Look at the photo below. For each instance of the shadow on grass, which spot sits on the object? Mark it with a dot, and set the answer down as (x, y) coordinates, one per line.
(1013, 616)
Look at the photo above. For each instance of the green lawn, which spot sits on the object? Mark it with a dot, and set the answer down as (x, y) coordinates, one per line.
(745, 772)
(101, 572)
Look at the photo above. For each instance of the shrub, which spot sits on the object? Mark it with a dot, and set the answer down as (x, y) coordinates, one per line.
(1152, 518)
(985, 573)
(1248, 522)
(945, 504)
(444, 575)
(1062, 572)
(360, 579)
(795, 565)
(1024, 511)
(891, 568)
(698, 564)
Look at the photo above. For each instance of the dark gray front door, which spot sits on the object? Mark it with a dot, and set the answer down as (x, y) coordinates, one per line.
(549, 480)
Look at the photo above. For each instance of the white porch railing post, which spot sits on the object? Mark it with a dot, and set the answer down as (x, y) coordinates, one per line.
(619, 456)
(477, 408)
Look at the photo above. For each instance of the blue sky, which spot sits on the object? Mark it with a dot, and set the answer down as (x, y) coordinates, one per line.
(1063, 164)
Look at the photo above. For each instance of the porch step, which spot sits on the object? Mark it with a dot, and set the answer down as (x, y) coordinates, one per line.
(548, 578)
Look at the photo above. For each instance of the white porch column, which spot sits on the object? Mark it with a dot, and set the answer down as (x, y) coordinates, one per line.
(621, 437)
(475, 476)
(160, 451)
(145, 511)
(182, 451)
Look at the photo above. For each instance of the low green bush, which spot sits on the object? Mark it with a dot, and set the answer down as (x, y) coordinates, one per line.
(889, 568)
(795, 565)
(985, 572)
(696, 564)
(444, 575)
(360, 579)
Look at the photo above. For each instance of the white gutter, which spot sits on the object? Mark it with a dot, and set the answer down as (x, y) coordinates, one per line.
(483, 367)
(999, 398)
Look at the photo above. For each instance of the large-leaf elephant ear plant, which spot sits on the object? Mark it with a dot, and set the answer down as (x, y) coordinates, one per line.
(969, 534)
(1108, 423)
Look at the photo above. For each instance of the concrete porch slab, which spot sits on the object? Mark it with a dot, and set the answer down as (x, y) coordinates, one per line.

++++++++

## YOUR ASSIGNMENT
Skip every line before the one containing "white gutter, which". Retype that line and the rest through the last one exactly as they stand in the listing.

## EXERCISE RESULT
Look at the photo above. For each instance of the white gutter, which spot sits on the object? Mark it with a dot, and set the answer down as (x, y) coordinates, one per line.
(483, 367)
(999, 398)
Look at the photo above. For each instance of the large-leaf elephant ear plant, which spot sits on the object? Mark it with a dot, and set the answer down as (x, y) coordinates, one per line.
(969, 534)
(1108, 423)
Look at the photo above. For each instance of the concrete porch slab, which spot sits on the object? Mark it with a dot, and set the answer down as (x, y) coordinates, one per line.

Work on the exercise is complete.